(Beginning of Data extract)

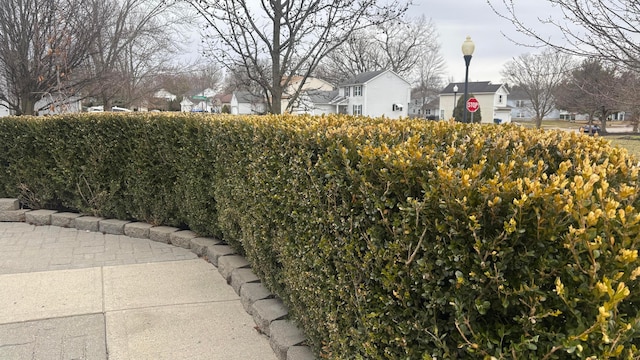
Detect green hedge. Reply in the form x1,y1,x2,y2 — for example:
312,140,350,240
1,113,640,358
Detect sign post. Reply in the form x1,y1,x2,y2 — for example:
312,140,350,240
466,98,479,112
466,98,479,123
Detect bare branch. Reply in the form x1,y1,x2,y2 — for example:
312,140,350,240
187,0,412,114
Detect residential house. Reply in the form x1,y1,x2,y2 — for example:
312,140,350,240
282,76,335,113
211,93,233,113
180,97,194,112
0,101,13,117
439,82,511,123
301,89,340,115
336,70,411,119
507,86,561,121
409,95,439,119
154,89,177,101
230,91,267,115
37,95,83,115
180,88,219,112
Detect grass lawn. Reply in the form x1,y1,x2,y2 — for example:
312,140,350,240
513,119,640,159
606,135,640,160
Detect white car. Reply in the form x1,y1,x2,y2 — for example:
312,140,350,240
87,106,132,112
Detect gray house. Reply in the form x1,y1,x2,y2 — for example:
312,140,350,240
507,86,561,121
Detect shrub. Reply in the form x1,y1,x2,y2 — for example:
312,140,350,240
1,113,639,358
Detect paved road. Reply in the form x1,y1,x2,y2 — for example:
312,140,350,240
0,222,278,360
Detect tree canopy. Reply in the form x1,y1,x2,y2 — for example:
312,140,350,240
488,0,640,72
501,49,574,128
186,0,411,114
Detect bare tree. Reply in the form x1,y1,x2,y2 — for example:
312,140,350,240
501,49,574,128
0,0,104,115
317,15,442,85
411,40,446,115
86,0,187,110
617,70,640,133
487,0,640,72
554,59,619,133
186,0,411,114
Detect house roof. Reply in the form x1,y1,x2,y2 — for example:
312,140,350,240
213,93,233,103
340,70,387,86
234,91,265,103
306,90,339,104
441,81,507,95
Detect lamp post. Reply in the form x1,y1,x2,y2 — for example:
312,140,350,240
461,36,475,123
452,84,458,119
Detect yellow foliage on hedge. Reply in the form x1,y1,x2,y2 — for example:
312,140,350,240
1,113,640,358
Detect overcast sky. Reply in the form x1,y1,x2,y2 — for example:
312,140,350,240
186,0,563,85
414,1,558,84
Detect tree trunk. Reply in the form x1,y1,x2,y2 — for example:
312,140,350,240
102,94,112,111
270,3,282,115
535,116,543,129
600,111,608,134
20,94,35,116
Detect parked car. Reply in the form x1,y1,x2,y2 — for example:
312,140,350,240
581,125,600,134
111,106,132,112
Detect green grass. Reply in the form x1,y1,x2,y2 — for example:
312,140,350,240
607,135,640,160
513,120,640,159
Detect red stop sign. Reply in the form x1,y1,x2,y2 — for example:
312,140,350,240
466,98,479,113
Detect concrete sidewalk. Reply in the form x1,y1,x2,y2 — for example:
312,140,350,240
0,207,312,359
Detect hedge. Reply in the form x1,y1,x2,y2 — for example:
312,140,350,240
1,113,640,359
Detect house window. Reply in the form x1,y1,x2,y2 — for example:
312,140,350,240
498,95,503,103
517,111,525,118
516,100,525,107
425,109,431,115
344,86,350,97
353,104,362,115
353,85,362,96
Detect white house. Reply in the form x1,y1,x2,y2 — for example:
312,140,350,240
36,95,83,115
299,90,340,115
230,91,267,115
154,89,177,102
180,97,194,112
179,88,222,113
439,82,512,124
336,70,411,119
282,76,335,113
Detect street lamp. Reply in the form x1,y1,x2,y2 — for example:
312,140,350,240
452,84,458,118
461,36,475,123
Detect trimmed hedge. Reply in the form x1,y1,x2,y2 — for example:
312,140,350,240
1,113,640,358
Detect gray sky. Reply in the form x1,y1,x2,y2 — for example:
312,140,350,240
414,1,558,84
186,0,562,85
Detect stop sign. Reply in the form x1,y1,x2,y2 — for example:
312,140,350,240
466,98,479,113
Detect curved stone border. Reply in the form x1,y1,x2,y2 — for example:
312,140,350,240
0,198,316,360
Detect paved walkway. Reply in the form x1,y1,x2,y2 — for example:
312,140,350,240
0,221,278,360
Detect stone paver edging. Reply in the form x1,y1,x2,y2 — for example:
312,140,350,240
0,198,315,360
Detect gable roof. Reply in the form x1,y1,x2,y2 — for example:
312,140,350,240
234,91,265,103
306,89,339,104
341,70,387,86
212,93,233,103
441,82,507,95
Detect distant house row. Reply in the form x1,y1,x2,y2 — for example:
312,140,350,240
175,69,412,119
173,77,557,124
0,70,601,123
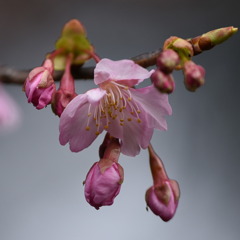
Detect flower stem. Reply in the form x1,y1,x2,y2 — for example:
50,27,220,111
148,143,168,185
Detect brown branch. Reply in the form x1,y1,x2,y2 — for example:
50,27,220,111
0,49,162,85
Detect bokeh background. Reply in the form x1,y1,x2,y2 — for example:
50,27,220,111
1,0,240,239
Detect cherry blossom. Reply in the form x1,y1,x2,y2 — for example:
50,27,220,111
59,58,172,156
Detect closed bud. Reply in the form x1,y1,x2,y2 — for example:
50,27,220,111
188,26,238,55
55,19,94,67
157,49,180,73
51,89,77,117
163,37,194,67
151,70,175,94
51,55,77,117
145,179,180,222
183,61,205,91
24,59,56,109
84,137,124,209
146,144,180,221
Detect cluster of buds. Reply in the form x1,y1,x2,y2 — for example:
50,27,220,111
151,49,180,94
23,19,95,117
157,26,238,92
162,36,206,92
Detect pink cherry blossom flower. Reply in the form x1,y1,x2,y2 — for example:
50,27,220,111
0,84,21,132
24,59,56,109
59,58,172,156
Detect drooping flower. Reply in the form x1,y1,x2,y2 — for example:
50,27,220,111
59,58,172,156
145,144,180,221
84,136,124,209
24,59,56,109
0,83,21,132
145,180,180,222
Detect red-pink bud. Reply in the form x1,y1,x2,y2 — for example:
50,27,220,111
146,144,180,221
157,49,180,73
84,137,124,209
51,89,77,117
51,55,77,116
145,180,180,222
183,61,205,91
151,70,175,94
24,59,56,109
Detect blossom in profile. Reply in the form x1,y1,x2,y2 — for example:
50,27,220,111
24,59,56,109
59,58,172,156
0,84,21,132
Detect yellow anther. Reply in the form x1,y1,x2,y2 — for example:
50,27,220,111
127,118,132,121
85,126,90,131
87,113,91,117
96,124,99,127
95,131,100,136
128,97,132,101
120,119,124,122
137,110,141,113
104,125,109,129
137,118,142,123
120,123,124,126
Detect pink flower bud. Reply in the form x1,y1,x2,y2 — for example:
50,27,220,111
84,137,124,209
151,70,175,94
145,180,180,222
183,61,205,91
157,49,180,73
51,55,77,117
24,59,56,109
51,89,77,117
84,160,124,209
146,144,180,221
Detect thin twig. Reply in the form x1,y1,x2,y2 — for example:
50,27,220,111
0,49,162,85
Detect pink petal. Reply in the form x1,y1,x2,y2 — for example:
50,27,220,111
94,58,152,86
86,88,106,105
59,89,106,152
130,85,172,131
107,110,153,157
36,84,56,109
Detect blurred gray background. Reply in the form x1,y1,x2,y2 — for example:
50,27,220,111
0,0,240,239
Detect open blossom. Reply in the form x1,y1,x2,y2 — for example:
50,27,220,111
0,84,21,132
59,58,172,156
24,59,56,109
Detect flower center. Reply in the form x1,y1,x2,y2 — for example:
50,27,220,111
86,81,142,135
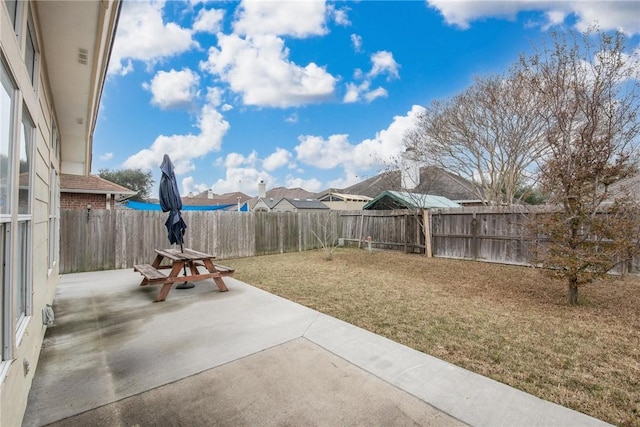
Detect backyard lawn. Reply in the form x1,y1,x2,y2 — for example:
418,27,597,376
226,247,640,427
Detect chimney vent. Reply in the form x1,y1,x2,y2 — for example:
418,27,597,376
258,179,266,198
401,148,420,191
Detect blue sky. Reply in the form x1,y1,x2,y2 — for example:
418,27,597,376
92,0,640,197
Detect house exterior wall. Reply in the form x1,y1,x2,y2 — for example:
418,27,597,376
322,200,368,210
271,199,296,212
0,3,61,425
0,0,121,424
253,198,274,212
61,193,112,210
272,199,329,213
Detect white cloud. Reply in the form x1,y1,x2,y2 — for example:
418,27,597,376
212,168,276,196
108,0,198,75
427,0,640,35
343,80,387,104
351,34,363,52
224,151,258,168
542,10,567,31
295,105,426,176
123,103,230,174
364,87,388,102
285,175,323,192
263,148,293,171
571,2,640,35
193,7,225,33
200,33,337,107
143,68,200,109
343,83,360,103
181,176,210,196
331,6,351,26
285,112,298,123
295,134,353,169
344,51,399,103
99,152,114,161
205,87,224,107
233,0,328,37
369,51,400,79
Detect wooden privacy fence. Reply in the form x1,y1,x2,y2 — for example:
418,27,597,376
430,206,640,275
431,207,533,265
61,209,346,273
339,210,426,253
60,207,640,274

(End of Data extract)
(Beginning of Data extract)

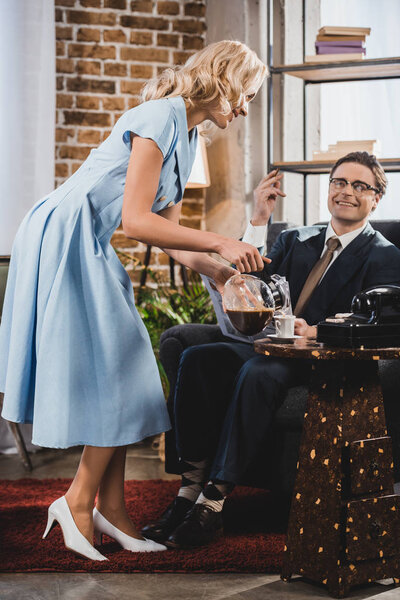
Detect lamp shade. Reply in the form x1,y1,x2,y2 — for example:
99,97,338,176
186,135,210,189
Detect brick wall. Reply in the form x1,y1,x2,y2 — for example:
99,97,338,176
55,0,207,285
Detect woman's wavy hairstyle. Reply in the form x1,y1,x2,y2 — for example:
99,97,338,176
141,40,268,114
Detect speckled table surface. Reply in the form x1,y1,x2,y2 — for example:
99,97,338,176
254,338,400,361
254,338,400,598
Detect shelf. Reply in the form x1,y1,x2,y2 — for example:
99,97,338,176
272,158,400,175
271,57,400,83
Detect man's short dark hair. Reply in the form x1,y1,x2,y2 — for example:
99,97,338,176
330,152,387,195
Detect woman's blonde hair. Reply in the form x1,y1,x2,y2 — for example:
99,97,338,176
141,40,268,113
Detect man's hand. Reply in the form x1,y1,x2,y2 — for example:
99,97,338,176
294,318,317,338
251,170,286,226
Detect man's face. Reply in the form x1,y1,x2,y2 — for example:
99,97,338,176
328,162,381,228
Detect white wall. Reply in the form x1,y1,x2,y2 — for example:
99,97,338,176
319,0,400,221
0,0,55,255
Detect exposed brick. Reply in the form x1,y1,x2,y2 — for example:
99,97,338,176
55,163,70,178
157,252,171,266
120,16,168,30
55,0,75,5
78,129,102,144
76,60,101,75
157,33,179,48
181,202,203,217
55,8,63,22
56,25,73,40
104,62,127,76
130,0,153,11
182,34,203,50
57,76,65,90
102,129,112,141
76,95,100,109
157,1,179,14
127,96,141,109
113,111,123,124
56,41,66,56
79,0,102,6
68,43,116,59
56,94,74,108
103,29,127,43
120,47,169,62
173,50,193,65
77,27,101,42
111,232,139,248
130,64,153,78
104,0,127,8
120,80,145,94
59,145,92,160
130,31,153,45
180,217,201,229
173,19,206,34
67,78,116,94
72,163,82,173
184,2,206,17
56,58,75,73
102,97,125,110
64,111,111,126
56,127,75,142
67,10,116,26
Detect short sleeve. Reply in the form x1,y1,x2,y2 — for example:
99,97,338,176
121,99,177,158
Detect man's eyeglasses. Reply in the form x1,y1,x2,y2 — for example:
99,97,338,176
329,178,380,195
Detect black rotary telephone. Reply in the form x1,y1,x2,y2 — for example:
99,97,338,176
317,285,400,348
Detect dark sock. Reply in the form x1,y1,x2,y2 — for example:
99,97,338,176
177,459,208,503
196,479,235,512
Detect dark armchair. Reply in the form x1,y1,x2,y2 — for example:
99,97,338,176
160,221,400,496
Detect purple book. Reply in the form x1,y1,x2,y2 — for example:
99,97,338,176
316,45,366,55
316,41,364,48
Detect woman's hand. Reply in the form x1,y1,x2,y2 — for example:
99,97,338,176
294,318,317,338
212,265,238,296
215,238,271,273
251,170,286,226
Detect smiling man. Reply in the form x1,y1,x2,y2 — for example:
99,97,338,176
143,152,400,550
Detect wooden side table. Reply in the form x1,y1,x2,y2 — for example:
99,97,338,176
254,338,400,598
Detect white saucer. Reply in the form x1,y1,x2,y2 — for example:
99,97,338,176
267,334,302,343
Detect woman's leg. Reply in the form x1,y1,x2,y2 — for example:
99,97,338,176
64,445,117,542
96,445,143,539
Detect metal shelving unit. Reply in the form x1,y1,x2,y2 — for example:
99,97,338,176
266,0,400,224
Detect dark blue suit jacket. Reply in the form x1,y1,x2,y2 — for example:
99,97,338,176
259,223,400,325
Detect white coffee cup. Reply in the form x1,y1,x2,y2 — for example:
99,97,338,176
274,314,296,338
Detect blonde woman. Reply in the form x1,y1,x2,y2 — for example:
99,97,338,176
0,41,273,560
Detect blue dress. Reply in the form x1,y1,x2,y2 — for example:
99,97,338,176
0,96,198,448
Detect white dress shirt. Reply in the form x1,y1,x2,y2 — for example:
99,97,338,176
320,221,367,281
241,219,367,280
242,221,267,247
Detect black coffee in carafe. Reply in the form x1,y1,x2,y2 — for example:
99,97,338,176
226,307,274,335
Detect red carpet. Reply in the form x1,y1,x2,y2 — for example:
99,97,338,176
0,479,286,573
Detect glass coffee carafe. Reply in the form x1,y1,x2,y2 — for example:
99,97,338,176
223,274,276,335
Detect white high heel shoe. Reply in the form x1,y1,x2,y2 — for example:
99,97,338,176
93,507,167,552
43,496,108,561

(End of Data extract)

### Exercise goal
Working through the records, copy each line in which the word "blossom" appears.

### Written response
Detect cherry blossom. Reply in the form x1,y1,x2,y2 — for example:
Detect pink cherry blossom flower. Reply in the form x1,y1,x2,y2 — for example:
Detect blossom in profile. Reply in the form x1,y1,x2,y2 — for example:
Detect open blossom. Reply in the form x1,y1,x2,y2 — for example:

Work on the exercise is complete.